## [Document passage]
Episcopal Church votes to avoid gay bishops
By Jim Leckrone
COLUMBUS, Ohio (Reuters) – The U.S. Episcopal Church,
trying to appease an angry and alienated worldwide Anglican
community, reversed itself on Wednesday and agreed to try to
avoid the consecration of more openly gay bishops.
The action came 24 hours after one of two legislative
bodies at the 2.3 million member U.S. church’s convention had
rejected a similar idea.
The non-binding resolution adopted at the convention calls
on those in authority “to exercise restraint by not consenting
to the consecration of any candidate (for bishop) whose manner
of life presents a challenge to the wider church and will lead
to further strains on communion.”
Debate during the weeklong convention made it clear that
the “manner of life” caution applied to openly homosexual
candidates for the episcopate. The church has been in turmoil
since its consecration three years ago of Gene Robinson of New
Hampshire, the first bishop known to be in an openly gay
relationship in more than 450 years of Anglican history.
The “exercise caution” wording falls short of a
recommendation from the Windsor Report, a paper issued at the
behest of the archbishop of Canterbury, Rowan Williams, which
suggested a moratorium on any more gay bishops.
But the advice to avoid consecrations that was finally
chosen was stronger than earlier wording proposed by a special
commission within the U.S. church that called for exercising
“very considerable caution” in elevating gays in open
relationships to the episcopate.
However, the election of bishops is a local matter within
the church and any resolution in whatever form is advisory.
The vote came after Presiding Bishop Frank Griswold warned
the convention in its closing hours that “unless there is a
clear perception on the part of our Anglican brothers and
sisters that they have been taken seriously … there will be
no conversion and the bonds of affection which undergird
communion will be further strained.”
Griswold is leaving the church’s top post after nearly nine
years. His successor, voted in last Sunday at the convention,
is Nevada Bishop Katharine Jefferts Schori, who will be
installed later this year and become the first woman to head
any branch in the 77 million-member Anglican community
“This church, the body of Christ, is not wholly one and not
wholly two,” she said during the debate. “The resolution which
is before you is far from adequate. The language is exceedingly
challenging but it is the best we can do at this convention.”
Jefferts Schori, who backed the Robinson consecration three
years ago and favors gay rights generally, said the resolution
did not amount to “slamming the door” on the issue.
“We need to keep working … to find the common body in
this church. This is the best we are going to manage at this
point in the church’s history,” she said.

## [Data under study]
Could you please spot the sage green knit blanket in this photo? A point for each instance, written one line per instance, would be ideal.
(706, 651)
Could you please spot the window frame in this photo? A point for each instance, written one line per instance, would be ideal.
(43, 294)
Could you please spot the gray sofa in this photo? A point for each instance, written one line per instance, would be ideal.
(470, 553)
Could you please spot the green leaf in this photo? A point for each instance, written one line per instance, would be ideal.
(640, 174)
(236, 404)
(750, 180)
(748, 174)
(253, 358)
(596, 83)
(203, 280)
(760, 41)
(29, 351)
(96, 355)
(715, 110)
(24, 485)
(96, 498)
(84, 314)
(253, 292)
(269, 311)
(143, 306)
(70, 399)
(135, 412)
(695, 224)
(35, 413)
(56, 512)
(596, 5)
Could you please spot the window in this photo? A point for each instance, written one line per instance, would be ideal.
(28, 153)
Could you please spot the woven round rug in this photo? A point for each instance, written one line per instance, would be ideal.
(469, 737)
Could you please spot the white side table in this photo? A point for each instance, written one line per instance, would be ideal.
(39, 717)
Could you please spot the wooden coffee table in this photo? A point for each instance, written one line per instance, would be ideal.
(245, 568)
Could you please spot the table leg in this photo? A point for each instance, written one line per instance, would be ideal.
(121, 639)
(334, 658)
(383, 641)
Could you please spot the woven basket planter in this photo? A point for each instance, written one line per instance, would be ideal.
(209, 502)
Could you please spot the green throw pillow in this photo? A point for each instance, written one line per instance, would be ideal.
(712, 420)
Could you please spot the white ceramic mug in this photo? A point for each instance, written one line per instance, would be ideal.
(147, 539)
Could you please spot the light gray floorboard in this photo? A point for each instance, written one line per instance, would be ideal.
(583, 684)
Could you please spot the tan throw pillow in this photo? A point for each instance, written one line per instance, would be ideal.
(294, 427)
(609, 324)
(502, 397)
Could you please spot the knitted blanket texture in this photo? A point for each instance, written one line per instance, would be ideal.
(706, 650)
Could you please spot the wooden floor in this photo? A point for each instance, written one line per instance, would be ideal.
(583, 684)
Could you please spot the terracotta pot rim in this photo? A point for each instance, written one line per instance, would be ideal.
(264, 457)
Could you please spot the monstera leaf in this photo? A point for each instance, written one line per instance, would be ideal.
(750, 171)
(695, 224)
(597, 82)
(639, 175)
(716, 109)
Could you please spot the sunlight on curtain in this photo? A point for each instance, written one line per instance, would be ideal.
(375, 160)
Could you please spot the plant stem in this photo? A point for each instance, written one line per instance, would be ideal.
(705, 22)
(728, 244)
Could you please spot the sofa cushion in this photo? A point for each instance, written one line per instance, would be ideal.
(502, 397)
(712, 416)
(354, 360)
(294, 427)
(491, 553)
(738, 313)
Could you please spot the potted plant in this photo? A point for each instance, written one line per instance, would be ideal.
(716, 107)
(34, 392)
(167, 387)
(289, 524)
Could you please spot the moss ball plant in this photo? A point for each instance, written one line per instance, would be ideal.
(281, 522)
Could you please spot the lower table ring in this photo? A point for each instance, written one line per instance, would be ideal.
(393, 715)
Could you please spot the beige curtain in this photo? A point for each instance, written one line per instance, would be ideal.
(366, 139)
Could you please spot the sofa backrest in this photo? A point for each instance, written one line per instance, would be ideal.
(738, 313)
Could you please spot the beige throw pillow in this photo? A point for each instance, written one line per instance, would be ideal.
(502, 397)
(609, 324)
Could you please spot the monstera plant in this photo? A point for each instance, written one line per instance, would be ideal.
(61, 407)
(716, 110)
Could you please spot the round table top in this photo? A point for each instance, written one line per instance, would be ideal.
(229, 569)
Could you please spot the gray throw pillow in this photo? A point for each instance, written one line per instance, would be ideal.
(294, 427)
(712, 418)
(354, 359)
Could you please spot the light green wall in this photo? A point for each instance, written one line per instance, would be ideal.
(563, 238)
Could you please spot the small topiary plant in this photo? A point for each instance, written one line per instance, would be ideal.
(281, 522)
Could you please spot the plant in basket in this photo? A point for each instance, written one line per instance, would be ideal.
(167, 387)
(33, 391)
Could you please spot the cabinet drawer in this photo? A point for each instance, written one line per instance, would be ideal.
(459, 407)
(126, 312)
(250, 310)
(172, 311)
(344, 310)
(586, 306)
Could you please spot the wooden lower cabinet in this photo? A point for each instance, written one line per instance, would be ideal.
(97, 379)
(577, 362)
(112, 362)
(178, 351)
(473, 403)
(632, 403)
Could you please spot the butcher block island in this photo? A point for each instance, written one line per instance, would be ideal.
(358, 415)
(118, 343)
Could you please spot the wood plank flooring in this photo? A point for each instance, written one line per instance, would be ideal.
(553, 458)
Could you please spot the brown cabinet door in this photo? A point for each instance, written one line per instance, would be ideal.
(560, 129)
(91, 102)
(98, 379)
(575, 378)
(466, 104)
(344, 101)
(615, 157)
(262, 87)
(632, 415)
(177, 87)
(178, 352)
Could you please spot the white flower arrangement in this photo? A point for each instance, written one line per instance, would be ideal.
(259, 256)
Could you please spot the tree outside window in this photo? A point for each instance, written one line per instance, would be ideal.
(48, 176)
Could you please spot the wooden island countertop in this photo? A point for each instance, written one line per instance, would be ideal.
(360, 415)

## [Tasks for this exercise]
A) In the Episcopal Church report above, rewrite the paragraph beginning "Debate during the weeklong convention" in no more than two sentences, keeping its main facts.
B) List every church figure named in the Episcopal Church report.
C) According to the Episcopal Church report, at whose behest was the Windsor Report issued?

## [Numbered answers]
A) Convention debate showed that the "manner of life" caution was aimed at openly homosexual candidates for bishop. The church has been in turmoil since consecrating Gene Robinson of New Hampshire three years ago, the first bishop known to be in an openly gay relationship in more than 450 years of Anglican history.

B)
Gene Robinson
Rowan Williams
Frank Griswold
Katharine Jefferts Schori

C) It was issued at the behest of the archbishop of Canterbury, Rowan Williams.